■ **Consigne de l'exercice**: Citez mot pour mot toutes les lignes de la liste ci-dessous, sans reprendre les images.

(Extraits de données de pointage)
--

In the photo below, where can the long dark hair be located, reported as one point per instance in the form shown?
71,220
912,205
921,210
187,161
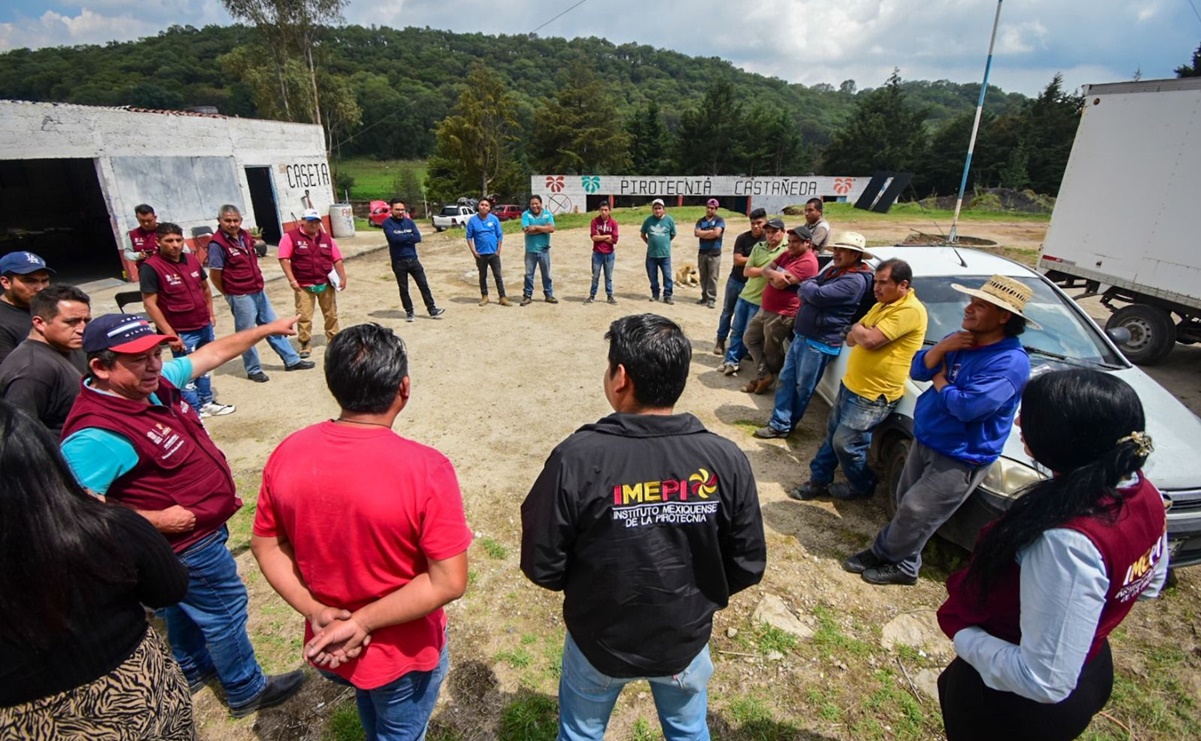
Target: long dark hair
1079,424
52,532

--

■ **Résultat de l'exercice**:
In the photo below, where can the long dark hair be located, reported as one point per instance in the form shown?
71,220
912,205
921,210
187,161
Target: long dark hair
1079,424
52,532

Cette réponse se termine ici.